Carry on the piece about Robert Altman's film Kansas City, picking up after its final sentence.

Extract provided:

★ ★ ★ ★ ★

ROBERT ALTMAN - AMERICAN OUTSIDER

Kansas City

USA/France 1996, 115 mins
Director: Robert Altman


Part of Robert Altman’s 1990s comeback, but made directly after the catwalk wobble of Prêt-à-porter (1994), Kansas City is a tale of jazz, kidnapping and gangsters set in the eponymous Missouri city during the 1930s. It’s his second musical city movie, but where Nashville (1975) is shot through with cynicism about the country music capital, Kansas City is dyed with affection. This was Altman’s own hometown and the film takes place in 1934, when the director would have been an impressionable nine-year-old.

The plot is some complicated business in which Jennifer Jason Leigh’s hard-nosed Blondie O’Hara kidnaps a politician’s wife in order to bribe said politician (Michael Murphy, who often plays Altman’s politicians) to help free her husband from the clutches of ruthless (and exquisitely monikered) gangster Seldom Seen (Harry Belafonte). What makes Kansas City swing, however, are the many downtime moments of nightclub bands playing the music that made the city a cradle of jazz in those smoky days.

★ ★ ★ ★ ★

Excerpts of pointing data
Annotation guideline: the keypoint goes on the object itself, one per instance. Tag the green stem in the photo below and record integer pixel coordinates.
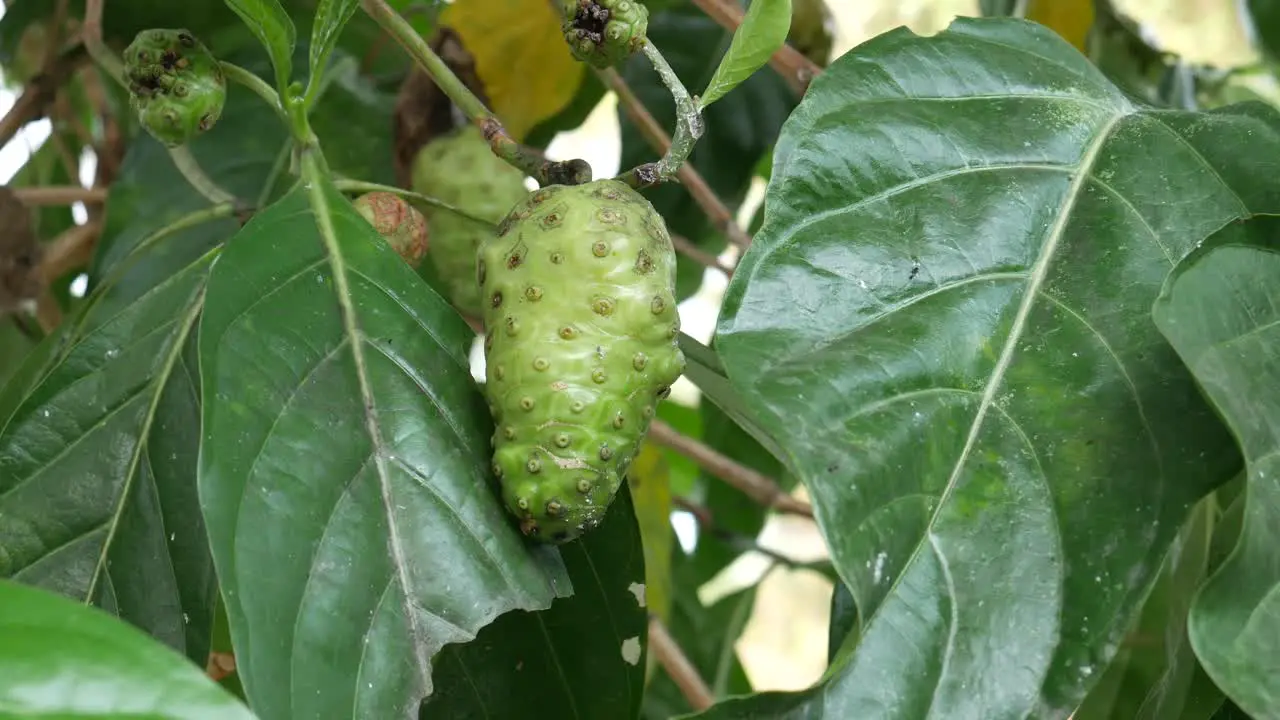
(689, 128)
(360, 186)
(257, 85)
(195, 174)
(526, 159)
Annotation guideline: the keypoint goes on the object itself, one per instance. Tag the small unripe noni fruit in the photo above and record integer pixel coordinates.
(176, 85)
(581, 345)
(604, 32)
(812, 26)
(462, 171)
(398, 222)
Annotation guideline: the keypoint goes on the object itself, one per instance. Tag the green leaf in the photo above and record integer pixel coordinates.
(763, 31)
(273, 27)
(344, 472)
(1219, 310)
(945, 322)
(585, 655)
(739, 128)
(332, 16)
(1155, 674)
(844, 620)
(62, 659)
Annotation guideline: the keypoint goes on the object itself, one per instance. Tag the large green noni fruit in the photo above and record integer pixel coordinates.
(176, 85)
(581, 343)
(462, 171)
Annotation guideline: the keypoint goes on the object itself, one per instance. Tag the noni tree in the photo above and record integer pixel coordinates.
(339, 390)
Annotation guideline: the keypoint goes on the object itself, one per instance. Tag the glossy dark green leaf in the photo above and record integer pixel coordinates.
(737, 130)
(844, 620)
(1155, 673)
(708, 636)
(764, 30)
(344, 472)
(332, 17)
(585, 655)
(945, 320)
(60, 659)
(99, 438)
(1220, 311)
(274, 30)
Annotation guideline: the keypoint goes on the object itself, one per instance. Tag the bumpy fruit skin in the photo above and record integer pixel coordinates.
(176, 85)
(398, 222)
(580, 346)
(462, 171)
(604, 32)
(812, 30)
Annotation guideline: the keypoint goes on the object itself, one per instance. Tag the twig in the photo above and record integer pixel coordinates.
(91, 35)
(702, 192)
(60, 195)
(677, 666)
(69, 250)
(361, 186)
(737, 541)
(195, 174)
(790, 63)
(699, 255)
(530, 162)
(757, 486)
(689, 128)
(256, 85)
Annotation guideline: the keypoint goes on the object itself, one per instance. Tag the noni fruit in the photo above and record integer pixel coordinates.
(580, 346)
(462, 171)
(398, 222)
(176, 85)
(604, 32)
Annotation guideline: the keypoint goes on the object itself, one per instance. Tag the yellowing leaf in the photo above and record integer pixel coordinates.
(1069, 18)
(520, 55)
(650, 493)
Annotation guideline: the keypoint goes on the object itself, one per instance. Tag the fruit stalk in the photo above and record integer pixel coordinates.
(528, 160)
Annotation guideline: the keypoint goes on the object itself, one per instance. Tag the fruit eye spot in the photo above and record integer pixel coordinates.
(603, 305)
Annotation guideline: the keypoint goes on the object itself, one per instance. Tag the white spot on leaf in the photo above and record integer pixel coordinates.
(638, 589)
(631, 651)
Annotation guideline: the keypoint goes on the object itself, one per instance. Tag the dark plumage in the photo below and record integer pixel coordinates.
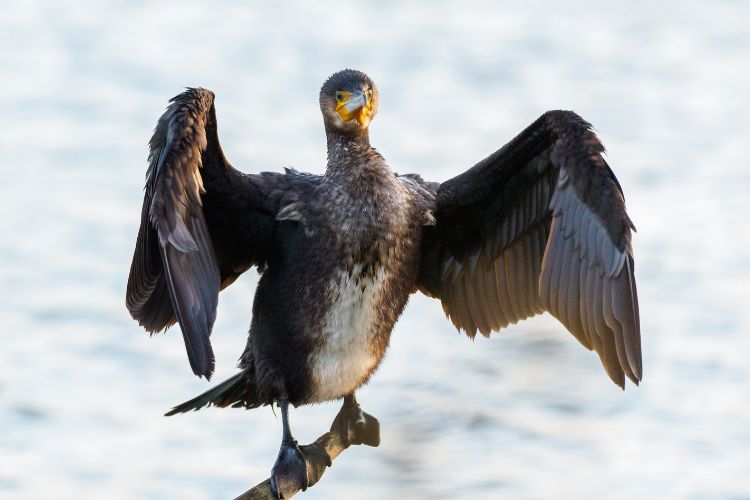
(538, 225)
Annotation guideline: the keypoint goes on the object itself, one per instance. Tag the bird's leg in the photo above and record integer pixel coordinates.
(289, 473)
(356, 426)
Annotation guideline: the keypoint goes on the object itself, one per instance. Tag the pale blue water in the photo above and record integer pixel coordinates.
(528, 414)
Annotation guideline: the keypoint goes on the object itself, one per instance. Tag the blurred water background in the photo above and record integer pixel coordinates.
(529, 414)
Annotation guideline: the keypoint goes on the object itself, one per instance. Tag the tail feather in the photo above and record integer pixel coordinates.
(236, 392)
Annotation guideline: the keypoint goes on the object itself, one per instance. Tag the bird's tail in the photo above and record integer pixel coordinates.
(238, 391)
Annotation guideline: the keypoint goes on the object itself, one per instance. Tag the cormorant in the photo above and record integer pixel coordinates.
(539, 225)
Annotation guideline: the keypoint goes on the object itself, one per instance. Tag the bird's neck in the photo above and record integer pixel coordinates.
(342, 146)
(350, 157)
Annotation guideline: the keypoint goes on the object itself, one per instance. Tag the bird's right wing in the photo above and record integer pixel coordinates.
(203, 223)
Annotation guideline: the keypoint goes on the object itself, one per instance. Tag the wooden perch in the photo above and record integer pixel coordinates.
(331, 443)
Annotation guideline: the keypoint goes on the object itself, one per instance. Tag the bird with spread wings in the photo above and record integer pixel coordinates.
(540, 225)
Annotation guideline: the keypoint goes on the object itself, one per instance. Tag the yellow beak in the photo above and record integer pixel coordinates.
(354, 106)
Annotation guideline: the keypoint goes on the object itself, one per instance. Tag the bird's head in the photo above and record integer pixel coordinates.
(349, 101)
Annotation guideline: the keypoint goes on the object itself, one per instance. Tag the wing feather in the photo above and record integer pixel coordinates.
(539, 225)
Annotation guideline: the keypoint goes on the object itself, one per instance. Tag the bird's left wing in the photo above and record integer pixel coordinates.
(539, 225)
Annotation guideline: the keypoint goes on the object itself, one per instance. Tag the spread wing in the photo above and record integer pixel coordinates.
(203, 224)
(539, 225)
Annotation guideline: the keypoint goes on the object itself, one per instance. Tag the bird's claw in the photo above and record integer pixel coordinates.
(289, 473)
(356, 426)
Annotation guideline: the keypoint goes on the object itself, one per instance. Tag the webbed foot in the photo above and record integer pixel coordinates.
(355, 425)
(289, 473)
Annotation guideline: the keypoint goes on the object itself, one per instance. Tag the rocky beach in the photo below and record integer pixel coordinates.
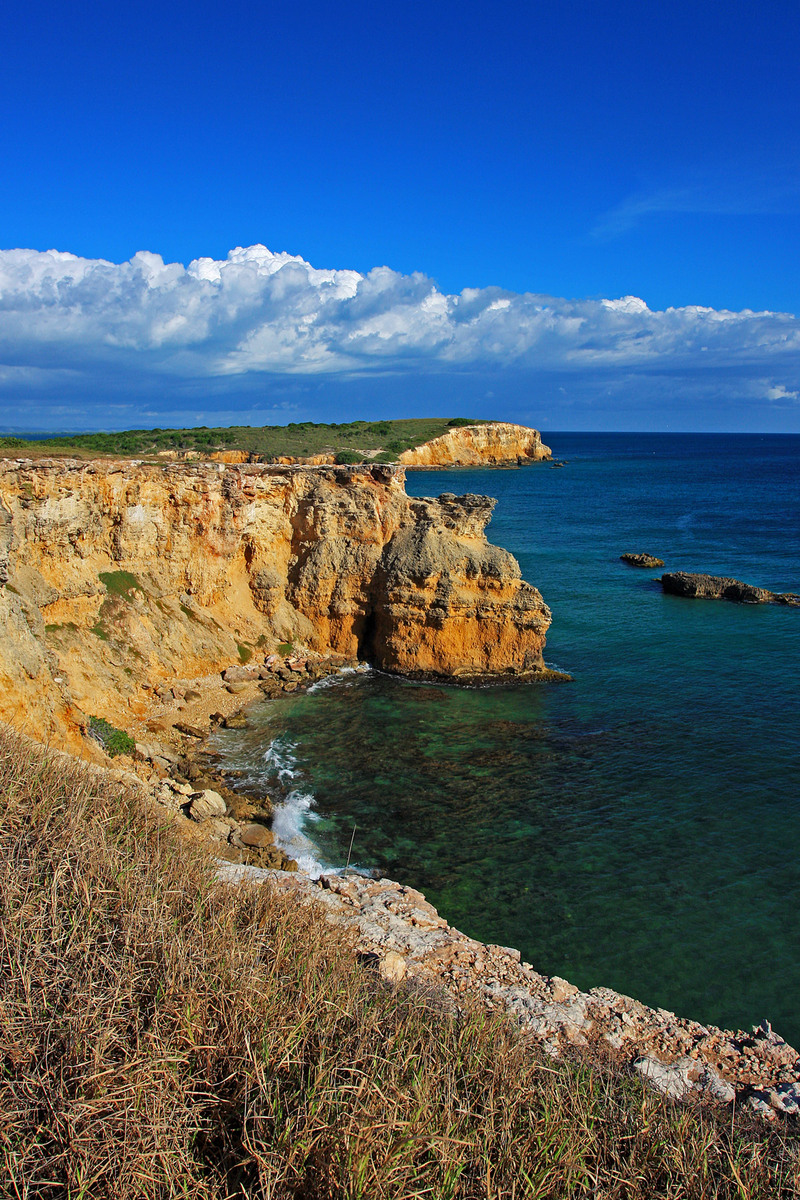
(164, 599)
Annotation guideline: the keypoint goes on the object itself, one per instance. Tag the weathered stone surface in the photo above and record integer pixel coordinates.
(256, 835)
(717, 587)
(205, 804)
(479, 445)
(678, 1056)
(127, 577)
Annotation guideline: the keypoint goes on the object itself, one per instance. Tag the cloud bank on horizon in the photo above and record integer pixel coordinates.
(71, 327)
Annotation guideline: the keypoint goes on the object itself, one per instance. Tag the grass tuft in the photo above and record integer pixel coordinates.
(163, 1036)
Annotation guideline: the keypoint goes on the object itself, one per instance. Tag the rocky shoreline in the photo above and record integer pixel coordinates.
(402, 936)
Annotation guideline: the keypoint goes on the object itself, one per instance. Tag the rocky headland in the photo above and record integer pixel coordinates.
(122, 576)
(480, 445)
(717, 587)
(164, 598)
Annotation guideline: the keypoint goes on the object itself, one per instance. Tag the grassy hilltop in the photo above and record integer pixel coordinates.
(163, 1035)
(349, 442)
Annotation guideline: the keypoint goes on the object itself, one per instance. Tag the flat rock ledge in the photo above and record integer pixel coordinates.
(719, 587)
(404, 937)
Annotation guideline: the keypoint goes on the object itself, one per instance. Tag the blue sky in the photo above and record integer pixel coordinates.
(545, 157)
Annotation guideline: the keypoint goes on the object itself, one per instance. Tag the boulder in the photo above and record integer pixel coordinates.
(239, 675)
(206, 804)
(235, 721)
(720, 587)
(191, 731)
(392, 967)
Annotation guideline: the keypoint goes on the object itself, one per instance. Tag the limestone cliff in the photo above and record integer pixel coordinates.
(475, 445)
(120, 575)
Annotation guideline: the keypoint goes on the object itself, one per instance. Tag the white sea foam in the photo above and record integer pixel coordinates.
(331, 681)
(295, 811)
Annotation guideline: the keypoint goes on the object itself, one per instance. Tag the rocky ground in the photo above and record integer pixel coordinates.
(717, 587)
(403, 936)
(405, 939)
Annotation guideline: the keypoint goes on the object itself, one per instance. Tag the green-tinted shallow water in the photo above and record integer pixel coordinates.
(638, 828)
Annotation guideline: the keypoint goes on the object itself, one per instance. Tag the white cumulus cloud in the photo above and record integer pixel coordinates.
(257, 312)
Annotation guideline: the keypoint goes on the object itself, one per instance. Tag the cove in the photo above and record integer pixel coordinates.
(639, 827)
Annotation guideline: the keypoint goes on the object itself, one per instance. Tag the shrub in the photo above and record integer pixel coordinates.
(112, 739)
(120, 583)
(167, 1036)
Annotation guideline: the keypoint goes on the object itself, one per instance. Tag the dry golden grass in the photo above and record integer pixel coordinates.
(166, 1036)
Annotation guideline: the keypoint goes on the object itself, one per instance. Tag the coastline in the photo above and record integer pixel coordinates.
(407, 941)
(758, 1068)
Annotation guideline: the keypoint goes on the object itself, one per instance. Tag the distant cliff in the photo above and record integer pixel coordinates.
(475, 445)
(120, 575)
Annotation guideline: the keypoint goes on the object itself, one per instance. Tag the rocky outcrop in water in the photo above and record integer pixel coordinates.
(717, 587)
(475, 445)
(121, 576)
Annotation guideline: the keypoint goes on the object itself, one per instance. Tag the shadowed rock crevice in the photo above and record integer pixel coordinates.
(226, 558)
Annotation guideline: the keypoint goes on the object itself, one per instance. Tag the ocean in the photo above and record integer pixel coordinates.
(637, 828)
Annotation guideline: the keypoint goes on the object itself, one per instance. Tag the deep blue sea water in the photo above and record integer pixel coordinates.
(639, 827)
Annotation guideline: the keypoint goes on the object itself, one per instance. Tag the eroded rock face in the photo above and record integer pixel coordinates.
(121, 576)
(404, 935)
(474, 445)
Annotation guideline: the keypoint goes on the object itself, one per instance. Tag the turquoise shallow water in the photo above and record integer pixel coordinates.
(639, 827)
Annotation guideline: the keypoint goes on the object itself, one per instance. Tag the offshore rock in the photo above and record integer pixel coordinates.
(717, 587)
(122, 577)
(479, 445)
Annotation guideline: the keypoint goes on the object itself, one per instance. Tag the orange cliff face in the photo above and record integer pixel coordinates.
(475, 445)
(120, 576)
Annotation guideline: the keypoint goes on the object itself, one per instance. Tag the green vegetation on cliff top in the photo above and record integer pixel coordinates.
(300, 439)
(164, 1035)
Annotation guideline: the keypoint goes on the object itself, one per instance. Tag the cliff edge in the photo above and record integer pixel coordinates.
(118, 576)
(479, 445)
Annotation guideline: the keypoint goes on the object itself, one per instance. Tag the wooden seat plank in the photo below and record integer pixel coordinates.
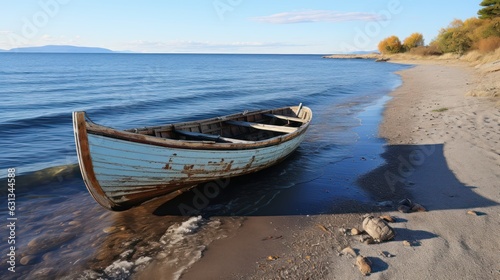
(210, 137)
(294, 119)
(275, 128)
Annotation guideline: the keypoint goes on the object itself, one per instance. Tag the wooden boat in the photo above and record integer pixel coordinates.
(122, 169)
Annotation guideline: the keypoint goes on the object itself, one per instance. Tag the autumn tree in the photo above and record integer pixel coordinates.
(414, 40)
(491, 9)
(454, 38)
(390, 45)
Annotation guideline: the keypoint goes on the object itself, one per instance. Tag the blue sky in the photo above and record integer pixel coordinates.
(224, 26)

★ ★ ★ ★ ★

Reply:
Sam Wigley, bfi.org.uk, 18 June 2021

A contemporary review

‘Kansas City here I come!’ These are the words of Big Joe Turner’s classic rhythm and blues song ‘Going to Kansas City’, and it’s also the mission of filmmaking elder statesman Robert Altman in this homage to his hometown. Set in a colourful 30s world, in which the city is an oasis for the political party bosses, gangsters and jazz musicians who ran the show, Kansas City is trademark Altman, a series of interconnected episodes all linked to one central theme: the uses and abuses of power.

The film centres on the evolving relationship between two social opposites, telegraph operator Blondie O’Hara (Jennifer Jason Leigh) and her rich, laudanum-soaked hostage Carolyn Stilton (Miranda Richardson). They wander in and out of situations: the after-hours telegraph office at the railway station from which Blondie wires Carolyn’s politically powerful husband, a bar where vote-rigging is being organised by Blondie’s sister’s husband (Steve Buscemi), a home for unmarried African-American mothers, and a cinema featuring Blondie’s role-model Jean Harlow in Hold Your Man. But the main point to this journey – other than for the two women to discover they have a lot in common once they get past their surface antagonism – seems to be to spin out the suspense as to whether Blondie’s ploy will save her captive husband Johnny (Dermot Mulroney) from the vengeance of black gangster Seldom Seen (Harry Belafonte).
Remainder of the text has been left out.